Exercise inputs >>

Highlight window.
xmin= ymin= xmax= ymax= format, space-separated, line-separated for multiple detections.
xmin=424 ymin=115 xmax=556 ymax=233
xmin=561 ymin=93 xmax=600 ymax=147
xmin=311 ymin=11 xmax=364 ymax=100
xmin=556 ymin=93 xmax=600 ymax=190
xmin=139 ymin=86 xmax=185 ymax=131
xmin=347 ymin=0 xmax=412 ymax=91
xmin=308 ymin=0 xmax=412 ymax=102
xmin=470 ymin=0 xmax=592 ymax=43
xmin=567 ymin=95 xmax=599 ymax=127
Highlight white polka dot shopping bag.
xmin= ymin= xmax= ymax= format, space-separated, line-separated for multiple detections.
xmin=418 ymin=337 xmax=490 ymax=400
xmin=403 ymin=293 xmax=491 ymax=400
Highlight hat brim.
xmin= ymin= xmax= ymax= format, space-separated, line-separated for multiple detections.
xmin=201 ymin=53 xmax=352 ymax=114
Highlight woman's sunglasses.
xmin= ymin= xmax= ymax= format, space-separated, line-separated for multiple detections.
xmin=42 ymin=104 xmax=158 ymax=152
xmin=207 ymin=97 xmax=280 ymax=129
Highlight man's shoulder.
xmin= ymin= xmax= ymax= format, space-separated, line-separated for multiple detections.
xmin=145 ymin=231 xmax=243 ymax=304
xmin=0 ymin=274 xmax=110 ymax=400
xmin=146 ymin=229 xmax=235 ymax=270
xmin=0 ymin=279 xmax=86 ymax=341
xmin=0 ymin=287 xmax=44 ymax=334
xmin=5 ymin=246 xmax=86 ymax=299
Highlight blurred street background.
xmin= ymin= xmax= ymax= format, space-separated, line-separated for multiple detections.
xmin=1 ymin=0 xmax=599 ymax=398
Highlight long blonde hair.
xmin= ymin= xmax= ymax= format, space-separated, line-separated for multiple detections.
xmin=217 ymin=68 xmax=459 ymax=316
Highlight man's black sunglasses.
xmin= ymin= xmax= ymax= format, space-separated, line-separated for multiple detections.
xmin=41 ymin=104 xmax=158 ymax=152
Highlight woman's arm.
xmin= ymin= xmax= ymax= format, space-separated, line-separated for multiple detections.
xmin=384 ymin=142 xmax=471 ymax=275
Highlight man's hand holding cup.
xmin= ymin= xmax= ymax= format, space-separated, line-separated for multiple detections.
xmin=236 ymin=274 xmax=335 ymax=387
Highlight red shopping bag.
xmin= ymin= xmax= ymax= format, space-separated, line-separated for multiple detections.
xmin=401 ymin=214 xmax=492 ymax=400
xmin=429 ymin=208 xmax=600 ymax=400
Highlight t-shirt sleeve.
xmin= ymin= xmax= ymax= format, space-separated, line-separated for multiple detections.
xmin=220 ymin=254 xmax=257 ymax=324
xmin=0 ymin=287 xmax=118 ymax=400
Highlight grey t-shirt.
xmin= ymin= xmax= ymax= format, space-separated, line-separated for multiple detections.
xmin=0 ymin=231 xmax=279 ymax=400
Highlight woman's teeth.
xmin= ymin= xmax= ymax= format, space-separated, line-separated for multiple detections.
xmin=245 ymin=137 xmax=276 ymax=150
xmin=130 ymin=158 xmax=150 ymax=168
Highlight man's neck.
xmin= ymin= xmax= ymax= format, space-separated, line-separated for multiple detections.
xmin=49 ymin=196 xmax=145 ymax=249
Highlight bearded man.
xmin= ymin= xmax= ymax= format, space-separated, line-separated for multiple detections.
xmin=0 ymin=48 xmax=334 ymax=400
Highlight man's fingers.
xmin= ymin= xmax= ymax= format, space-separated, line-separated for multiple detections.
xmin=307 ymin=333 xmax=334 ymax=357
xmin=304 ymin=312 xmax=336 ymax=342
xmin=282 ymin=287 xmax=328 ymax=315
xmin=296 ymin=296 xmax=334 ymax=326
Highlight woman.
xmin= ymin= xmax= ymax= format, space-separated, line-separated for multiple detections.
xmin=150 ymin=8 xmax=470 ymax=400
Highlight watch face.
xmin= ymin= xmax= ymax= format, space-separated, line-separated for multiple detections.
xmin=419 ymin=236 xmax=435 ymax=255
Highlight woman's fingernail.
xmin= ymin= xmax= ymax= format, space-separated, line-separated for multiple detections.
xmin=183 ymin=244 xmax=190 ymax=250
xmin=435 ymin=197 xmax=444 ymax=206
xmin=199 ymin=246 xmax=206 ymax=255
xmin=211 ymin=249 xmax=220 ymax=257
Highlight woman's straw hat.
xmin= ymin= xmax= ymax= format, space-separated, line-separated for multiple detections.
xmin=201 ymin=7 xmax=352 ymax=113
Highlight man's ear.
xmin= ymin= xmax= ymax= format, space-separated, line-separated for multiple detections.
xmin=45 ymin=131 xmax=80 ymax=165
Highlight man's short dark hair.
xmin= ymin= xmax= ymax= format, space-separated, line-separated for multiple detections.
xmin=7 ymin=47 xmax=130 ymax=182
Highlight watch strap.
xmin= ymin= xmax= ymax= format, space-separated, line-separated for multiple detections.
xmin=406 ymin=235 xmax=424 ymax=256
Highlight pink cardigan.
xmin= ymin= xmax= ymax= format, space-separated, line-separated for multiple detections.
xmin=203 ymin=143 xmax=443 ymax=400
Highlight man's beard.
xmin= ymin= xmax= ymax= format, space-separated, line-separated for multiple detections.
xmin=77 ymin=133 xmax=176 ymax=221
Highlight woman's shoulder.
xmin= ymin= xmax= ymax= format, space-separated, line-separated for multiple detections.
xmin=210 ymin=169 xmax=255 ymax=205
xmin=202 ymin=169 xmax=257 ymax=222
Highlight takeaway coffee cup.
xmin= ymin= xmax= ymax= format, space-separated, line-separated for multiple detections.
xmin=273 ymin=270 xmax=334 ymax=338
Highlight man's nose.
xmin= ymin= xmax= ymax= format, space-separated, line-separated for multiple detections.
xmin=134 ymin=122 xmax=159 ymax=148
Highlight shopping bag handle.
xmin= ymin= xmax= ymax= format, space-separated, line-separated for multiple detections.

Work required >>
Without dropping a single line, output the records above exactly.

Answer to the exercise >>
Highlight window.
xmin= ymin= xmax= ymax= format, space-separated, line-separated for multiple detections.
xmin=424 ymin=115 xmax=556 ymax=233
xmin=561 ymin=93 xmax=600 ymax=147
xmin=311 ymin=11 xmax=364 ymax=100
xmin=556 ymin=93 xmax=600 ymax=190
xmin=139 ymin=86 xmax=185 ymax=131
xmin=347 ymin=0 xmax=412 ymax=91
xmin=308 ymin=0 xmax=412 ymax=102
xmin=470 ymin=0 xmax=592 ymax=43
xmin=567 ymin=95 xmax=599 ymax=127
Highlight white polka dot shopping bag.
xmin= ymin= xmax= ymax= format, space-separated, line-separated for multiple detections.
xmin=418 ymin=337 xmax=490 ymax=400
xmin=403 ymin=293 xmax=491 ymax=400
Highlight hat brim.
xmin= ymin= xmax= ymax= format, space-separated, line-separated for multiple detections.
xmin=201 ymin=53 xmax=352 ymax=114
Highlight woman's sunglasses.
xmin= ymin= xmax= ymax= format, space-separated, line-separated for multiple detections.
xmin=42 ymin=104 xmax=158 ymax=152
xmin=207 ymin=97 xmax=280 ymax=129
Highlight man's shoulder.
xmin= ymin= xmax= ymax= format, space-separated, line-separated for multiple detections.
xmin=145 ymin=231 xmax=243 ymax=304
xmin=0 ymin=274 xmax=110 ymax=400
xmin=146 ymin=229 xmax=235 ymax=270
xmin=0 ymin=279 xmax=86 ymax=341
xmin=0 ymin=287 xmax=44 ymax=334
xmin=5 ymin=246 xmax=86 ymax=299
Highlight blurred street background.
xmin= ymin= xmax= ymax= format, space-separated, line-separated for multiple detections.
xmin=1 ymin=0 xmax=599 ymax=398
Highlight long blonde hair.
xmin= ymin= xmax= ymax= format, space-separated, line-separated for multiple detections.
xmin=217 ymin=68 xmax=459 ymax=316
Highlight man's black sunglasses.
xmin= ymin= xmax= ymax= format, space-separated, line-separated for multiple detections.
xmin=41 ymin=104 xmax=158 ymax=152
Highlight woman's arm.
xmin= ymin= xmax= ymax= format, space-separated, line-separated for multiple detections.
xmin=384 ymin=142 xmax=471 ymax=275
Highlight man's hand holding cup.
xmin= ymin= xmax= ymax= format, space-separated, line-separated for multiple detections.
xmin=236 ymin=274 xmax=335 ymax=387
Highlight red shopping bag.
xmin= ymin= xmax= ymax= format, space-separated, line-separated for multiple detections.
xmin=401 ymin=214 xmax=492 ymax=400
xmin=429 ymin=208 xmax=600 ymax=400
Highlight t-shirt sleeve.
xmin= ymin= xmax= ymax= format, space-separated, line-separated for multiple detections.
xmin=220 ymin=254 xmax=257 ymax=324
xmin=0 ymin=287 xmax=118 ymax=400
Highlight grey t-shirt.
xmin= ymin= xmax= ymax= format, space-separated, line-separated for multiple detections.
xmin=0 ymin=231 xmax=279 ymax=400
Highlight woman's teeth.
xmin= ymin= xmax= ymax= format, space-separated, line-separated for multiple detections.
xmin=245 ymin=137 xmax=276 ymax=150
xmin=130 ymin=158 xmax=150 ymax=168
Highlight man's neck.
xmin= ymin= xmax= ymax= format, space-separated, line-separated for multiple detections.
xmin=49 ymin=196 xmax=145 ymax=249
Highlight bearded man.
xmin= ymin= xmax= ymax= format, space-separated, line-separated for multiple detections.
xmin=0 ymin=48 xmax=334 ymax=400
Highlight man's fingers.
xmin= ymin= xmax= ymax= format, space-separated, line-separated for multiple detections.
xmin=307 ymin=333 xmax=334 ymax=357
xmin=304 ymin=312 xmax=336 ymax=342
xmin=282 ymin=287 xmax=328 ymax=315
xmin=296 ymin=296 xmax=334 ymax=326
Highlight woman.
xmin= ymin= xmax= ymax= format, space-separated, line-separated for multiple detections.
xmin=150 ymin=8 xmax=470 ymax=400
Highlight watch face.
xmin= ymin= xmax= ymax= format, space-separated, line-separated for multiple detections.
xmin=419 ymin=236 xmax=435 ymax=255
Highlight woman's fingernail.
xmin= ymin= xmax= ymax= format, space-separated, line-separated for multiple detections.
xmin=183 ymin=244 xmax=190 ymax=250
xmin=435 ymin=197 xmax=444 ymax=206
xmin=199 ymin=246 xmax=206 ymax=255
xmin=211 ymin=249 xmax=220 ymax=257
Highlight woman's straw hat.
xmin= ymin= xmax= ymax= format, space-separated, line-separated for multiple detections.
xmin=201 ymin=7 xmax=352 ymax=113
Highlight man's ear.
xmin= ymin= xmax= ymax= format, space-separated, line-separated for multiple detections.
xmin=45 ymin=131 xmax=80 ymax=165
Highlight man's short dark hair.
xmin= ymin= xmax= ymax= format, space-separated, line-separated for multiple detections.
xmin=7 ymin=47 xmax=130 ymax=182
Highlight watch strap.
xmin= ymin= xmax= ymax= format, space-separated, line-separated for multiple detections.
xmin=406 ymin=235 xmax=424 ymax=256
Highlight pink cardigan.
xmin= ymin= xmax= ymax= format, space-separated, line-separated for multiple detections.
xmin=203 ymin=143 xmax=443 ymax=400
Highlight man's beard.
xmin= ymin= xmax= ymax= format, space-separated, line-separated for multiple detections.
xmin=77 ymin=133 xmax=176 ymax=221
Highlight woman's shoulder.
xmin= ymin= xmax= ymax= format, space-separated, line-separated for multiple detections.
xmin=210 ymin=169 xmax=255 ymax=205
xmin=202 ymin=169 xmax=257 ymax=222
Highlight takeaway coffee cup.
xmin= ymin= xmax= ymax= format, space-separated, line-separated for multiple detections.
xmin=273 ymin=270 xmax=334 ymax=338
Highlight man's nose.
xmin= ymin= xmax= ymax= format, space-separated, line-separated for multiple detections.
xmin=134 ymin=122 xmax=159 ymax=148
Highlight shopping bag handle.
xmin= ymin= xmax= ymax= format, space-separated, line-separated for multiple detections.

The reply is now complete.